──────── Extracted text ────────

Overall command was remote and quite episodic. Usually orders came from Woodward's carrier group well out into the Atlantic, or from a deep hole in the ground in Admiral Sir John Fieldhouse's Fleet Headquarters at Northwood, Middlesex. "Ground truth" had a different connotation for those operating on the Falklands, or down the hole at Northwood. I was asked to tell one of the subterranean officers at Northwood how Lt-Col H Jones had died at Goose Green, which I did in order to request that he somehow get a message to the BBC to expect a dispatch on the battle. "Good God, I can't do that!" he fulminated. "I'm running a war down here!"
The remoteness factor proved a boon to Mrs Thatcher, and its effect endures. It meant that the readers, viewers and voters never quite realised how close run, "bare arsed" as the soldiers put it, the whole thing was. There were several points, "decision points" the military calls them, at which the whole campaign nearly went pear-shaped and stopped in its tracks. From a long conversation I had with Lady Thatcher a few years ago, and with Admiral Lord Lewin a year before he died, I think she realised how tight things were - and quite close to the end, too. She feared most that the landings on the islands at San Carlos on May 21 would go wrong, and "we wouldn't make it", as she put it. Lord Lewin, the Chief of the Defence Staff at the time and one of the most accomplished and engaging to have held the post, said he expected early reverses and setbacks - he had been a midshipman at the Taranto raid in 1940 after all - but hoped these could be overcome.
The earliest near-setback was the recapture of South Georgia, which threatened to be defeated by bad luck and terrible driving blizzards. The next point of high risk was as the carrier group and the amphibious group met up to make the final run in for landing on the islands. Here Admiral Woodward really did show his mettle. The ships seemed at the time bunched horribly close together, as they bounced through a deep South Atlantic storm swell. Woodward calculated this was about the only way to do it: the threat from Argentinian submarines and aircraft firing Exocet missiles was very real, and the resources of antisubmarine helicopters and patrolling fighter aircraft pretty thin.

──────── Information shown ────────

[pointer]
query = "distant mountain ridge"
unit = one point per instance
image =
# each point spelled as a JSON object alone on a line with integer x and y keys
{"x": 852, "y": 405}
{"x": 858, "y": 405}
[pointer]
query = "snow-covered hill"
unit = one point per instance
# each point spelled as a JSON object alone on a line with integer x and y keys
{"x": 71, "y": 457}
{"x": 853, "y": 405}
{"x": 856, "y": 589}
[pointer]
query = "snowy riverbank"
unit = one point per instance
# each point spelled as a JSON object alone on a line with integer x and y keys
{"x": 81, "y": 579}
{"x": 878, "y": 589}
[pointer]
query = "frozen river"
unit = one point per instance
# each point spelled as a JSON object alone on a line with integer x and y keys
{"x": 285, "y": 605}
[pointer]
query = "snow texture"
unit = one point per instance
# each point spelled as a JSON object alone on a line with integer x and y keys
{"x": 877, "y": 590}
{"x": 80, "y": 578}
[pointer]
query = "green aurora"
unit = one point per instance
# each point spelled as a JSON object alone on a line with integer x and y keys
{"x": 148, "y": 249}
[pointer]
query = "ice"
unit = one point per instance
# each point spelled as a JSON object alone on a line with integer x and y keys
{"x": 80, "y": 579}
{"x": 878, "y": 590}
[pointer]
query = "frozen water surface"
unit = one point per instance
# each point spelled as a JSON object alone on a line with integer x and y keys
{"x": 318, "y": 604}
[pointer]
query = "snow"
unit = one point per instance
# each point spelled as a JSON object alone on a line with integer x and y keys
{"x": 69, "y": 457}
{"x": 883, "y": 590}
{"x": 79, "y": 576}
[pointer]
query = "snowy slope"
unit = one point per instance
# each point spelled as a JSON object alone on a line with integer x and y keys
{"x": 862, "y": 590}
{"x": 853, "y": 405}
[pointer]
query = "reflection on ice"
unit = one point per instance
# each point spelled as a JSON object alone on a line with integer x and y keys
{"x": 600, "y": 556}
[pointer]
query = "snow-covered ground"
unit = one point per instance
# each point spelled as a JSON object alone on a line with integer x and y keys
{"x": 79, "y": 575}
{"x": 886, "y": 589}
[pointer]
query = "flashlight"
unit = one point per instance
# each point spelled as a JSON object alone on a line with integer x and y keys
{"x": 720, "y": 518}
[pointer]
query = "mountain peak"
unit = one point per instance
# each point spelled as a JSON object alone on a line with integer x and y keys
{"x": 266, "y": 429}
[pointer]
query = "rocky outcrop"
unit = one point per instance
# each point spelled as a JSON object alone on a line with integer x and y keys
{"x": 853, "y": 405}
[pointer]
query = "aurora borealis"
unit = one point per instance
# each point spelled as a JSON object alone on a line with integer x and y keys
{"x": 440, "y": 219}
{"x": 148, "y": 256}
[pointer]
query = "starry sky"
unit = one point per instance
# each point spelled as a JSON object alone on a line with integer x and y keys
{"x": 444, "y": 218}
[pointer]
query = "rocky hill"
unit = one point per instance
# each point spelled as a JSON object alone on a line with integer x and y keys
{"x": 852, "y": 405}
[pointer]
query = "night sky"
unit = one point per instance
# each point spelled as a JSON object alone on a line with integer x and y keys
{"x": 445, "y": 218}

────────
──────── Information shown ────────

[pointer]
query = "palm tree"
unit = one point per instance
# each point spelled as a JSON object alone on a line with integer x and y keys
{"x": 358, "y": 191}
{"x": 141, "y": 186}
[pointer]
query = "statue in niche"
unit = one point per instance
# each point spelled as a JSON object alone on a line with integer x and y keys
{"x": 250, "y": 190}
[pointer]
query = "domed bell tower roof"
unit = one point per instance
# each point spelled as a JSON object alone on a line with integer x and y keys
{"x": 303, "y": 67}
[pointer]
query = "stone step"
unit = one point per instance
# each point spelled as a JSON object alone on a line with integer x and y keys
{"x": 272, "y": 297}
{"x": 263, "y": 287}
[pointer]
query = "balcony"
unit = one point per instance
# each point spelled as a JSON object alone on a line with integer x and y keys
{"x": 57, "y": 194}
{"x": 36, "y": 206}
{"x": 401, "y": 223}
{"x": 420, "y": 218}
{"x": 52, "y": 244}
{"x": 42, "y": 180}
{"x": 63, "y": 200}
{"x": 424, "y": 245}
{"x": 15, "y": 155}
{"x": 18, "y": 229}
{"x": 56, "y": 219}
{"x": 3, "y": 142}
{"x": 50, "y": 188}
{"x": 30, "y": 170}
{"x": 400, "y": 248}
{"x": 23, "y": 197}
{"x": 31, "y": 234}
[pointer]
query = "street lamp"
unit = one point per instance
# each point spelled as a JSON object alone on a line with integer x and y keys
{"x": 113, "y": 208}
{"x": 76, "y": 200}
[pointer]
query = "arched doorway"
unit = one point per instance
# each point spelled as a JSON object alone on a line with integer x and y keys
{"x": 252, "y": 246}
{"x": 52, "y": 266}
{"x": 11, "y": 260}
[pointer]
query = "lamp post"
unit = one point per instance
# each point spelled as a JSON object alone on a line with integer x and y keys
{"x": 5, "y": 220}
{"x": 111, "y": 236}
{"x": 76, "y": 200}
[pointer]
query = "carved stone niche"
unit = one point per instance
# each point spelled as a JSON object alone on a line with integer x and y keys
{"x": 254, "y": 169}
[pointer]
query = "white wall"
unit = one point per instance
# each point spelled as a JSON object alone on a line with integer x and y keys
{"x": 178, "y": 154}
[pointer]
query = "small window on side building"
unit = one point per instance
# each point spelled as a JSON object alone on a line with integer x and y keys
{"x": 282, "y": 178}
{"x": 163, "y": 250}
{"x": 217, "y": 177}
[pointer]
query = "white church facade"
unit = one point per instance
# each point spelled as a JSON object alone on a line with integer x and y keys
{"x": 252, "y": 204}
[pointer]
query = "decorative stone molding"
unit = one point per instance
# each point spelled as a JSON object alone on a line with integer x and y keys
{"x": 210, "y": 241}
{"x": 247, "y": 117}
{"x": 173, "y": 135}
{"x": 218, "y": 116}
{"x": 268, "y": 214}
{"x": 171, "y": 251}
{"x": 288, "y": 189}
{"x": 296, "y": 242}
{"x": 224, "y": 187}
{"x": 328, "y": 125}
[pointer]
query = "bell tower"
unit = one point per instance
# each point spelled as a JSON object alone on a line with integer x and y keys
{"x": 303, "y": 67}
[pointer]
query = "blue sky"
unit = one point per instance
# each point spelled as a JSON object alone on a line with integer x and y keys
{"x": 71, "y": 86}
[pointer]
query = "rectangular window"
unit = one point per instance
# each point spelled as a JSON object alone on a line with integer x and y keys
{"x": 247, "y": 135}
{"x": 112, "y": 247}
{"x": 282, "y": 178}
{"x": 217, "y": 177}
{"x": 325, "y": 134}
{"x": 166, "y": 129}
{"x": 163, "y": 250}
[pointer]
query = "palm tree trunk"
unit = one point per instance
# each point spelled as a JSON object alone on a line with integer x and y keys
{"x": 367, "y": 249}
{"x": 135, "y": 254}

────────
──────── Information shown ────────

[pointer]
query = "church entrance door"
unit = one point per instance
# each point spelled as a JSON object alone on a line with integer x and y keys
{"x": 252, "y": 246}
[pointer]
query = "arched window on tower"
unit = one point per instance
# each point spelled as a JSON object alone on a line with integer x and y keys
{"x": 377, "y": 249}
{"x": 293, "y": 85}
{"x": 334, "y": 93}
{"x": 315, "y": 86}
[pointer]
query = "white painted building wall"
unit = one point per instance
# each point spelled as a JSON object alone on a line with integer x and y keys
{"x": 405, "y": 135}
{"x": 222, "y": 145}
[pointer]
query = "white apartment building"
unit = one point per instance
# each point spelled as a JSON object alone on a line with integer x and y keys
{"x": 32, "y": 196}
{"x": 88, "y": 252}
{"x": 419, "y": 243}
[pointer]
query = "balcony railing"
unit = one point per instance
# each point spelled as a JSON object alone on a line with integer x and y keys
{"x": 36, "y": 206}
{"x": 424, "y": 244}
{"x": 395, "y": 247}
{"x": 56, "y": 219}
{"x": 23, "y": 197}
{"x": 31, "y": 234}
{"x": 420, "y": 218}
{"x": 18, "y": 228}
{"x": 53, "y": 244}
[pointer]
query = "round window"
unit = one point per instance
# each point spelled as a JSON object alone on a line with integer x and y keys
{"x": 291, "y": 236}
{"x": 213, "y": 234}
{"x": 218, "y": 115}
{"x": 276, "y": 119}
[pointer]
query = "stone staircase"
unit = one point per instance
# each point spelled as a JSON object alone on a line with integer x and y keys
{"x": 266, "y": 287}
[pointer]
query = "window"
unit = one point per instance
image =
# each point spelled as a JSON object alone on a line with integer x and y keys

────────

*Stated problem*: Reproduce the passage on the Falklands campaign between "The earliest near-setback" and "aircraft pretty thin.", inclusive.

*Exercise answer*:
The earliest near-setback was the recapture of South Georgia, which threatened to be defeated by bad luck and terrible driving blizzards. The next point of high risk was as the carrier group and the amphibious group met up to make the final run in for landing on the islands. Here Admiral Woodward really did show his mettle. The ships seemed at the time bunched horribly close together, as they bounced through a deep South Atlantic storm swell. Woodward calculated this was about the only way to do it: the threat from Argentinian submarines and aircraft firing Exocet missiles was very real, and the resources of antisubmarine helicopters and patrolling fighter aircraft pretty thin.